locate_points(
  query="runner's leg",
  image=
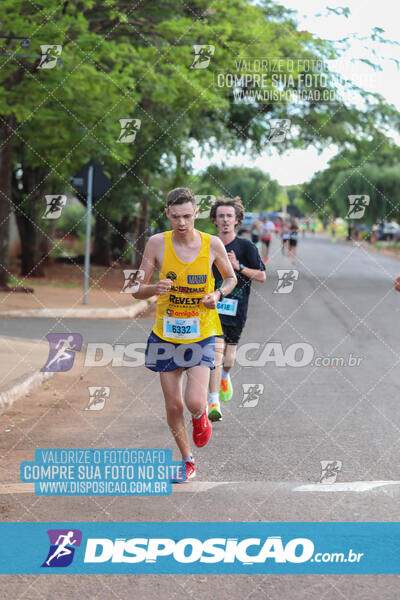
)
(171, 383)
(198, 379)
(214, 407)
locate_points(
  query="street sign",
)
(101, 182)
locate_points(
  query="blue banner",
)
(102, 472)
(237, 548)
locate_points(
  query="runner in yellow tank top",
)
(181, 315)
(186, 319)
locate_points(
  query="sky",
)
(297, 166)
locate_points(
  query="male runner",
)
(186, 318)
(227, 213)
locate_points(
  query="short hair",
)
(180, 196)
(235, 202)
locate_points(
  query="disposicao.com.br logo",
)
(247, 551)
(191, 550)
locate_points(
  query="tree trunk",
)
(141, 226)
(27, 206)
(7, 125)
(101, 250)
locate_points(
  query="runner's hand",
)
(234, 260)
(163, 286)
(210, 300)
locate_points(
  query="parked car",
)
(388, 231)
(247, 222)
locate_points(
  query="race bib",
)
(227, 306)
(181, 329)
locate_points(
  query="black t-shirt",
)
(247, 254)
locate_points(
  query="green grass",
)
(15, 282)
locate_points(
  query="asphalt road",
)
(267, 449)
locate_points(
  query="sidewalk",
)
(49, 301)
(21, 360)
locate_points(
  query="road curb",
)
(122, 312)
(22, 387)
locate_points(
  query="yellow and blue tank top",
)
(181, 317)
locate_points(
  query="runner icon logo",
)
(133, 277)
(357, 206)
(251, 394)
(330, 470)
(54, 206)
(287, 278)
(50, 56)
(129, 129)
(203, 54)
(62, 547)
(278, 130)
(62, 351)
(97, 397)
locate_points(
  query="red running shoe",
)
(201, 430)
(190, 473)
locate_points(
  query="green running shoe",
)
(226, 389)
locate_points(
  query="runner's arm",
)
(255, 274)
(224, 266)
(148, 264)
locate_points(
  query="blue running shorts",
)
(162, 356)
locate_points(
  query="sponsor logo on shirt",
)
(183, 301)
(197, 279)
(186, 290)
(187, 314)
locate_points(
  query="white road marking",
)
(344, 486)
(204, 486)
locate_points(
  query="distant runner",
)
(183, 337)
(268, 228)
(284, 236)
(228, 213)
(293, 235)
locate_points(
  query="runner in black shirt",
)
(227, 214)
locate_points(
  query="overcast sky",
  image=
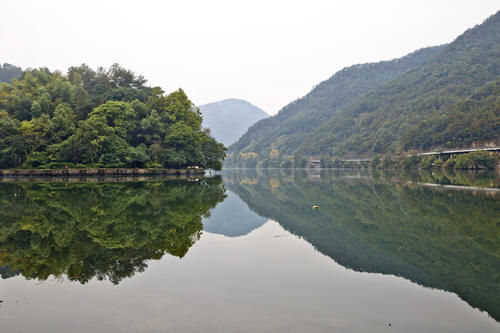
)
(266, 52)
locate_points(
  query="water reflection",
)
(103, 230)
(391, 223)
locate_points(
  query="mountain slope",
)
(9, 72)
(355, 114)
(230, 118)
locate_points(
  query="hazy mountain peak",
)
(230, 118)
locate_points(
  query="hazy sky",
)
(267, 52)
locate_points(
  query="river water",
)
(246, 251)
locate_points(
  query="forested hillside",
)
(9, 72)
(229, 119)
(103, 118)
(384, 107)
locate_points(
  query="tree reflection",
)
(440, 237)
(102, 230)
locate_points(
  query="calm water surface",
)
(245, 252)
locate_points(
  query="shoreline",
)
(11, 173)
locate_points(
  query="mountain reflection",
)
(399, 224)
(102, 230)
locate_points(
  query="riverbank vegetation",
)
(100, 118)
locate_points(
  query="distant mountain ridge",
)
(230, 118)
(380, 108)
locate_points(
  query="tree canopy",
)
(100, 118)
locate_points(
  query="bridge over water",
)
(452, 152)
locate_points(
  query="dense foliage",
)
(9, 72)
(390, 223)
(103, 118)
(102, 230)
(438, 97)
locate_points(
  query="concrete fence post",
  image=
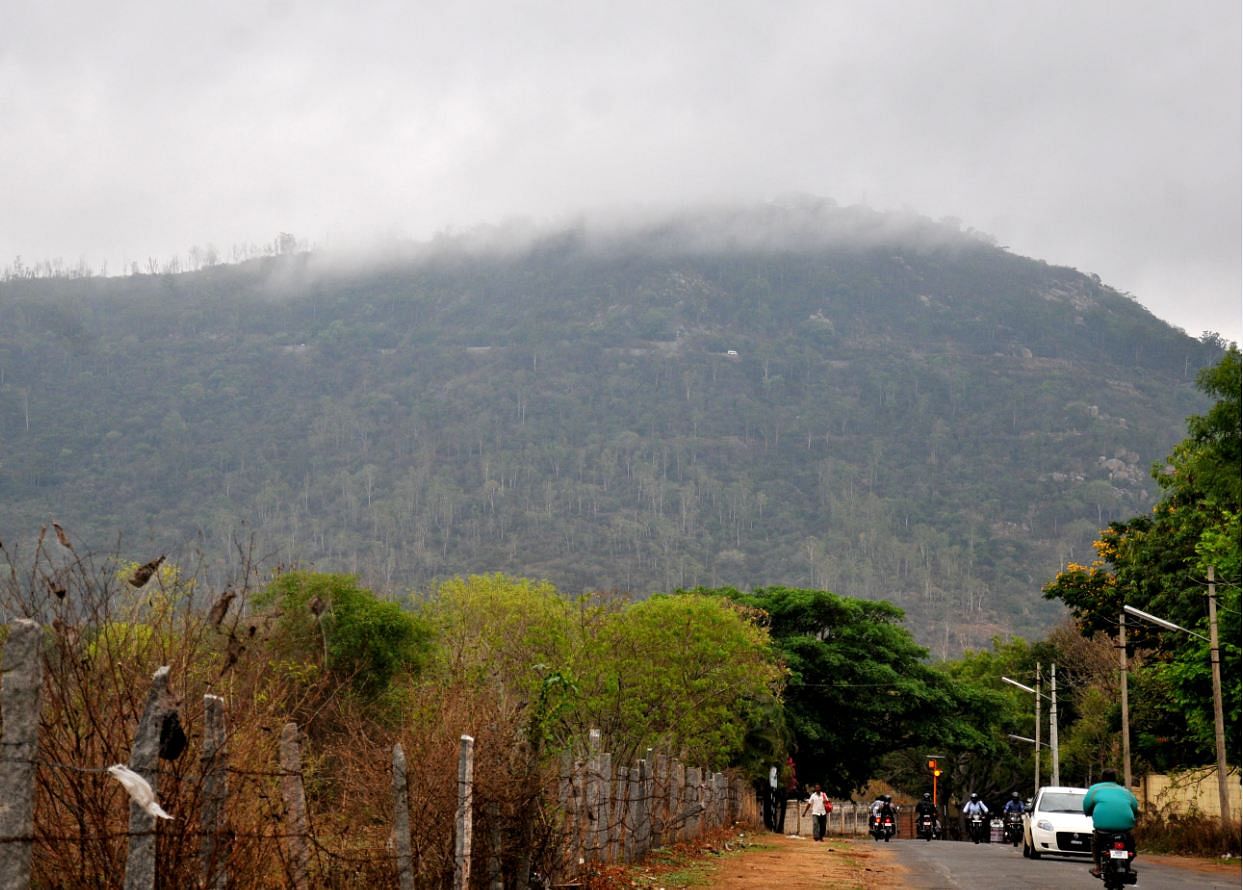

_ _ _ _

WRITTEN TASK: Which lines in the listing above contain the word "water"? Show each of those lines in full.

RESPONSE TO THE EXERCISE:
  query="water reflection",
  query="river water",
  query="calm water surface",
  query="bridge over water",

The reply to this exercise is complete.